Provided records
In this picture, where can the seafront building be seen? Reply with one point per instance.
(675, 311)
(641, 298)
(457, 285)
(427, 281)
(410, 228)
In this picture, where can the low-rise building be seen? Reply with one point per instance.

Objective
Format every line of the items above as a Markdown table with the columns Row and Line, numbering the rows and omitting blank lines.

Task response
| Row | Line |
|---|---|
| 1 | In this picture, where can the seafront building be seen? Reply with one point per instance. |
| 2 | (675, 311) |
| 3 | (641, 298) |
| 4 | (457, 285) |
| 5 | (427, 281) |
| 6 | (410, 228) |
| 7 | In this picture, where can the low-rise building be seen? Reply with one point per instance. |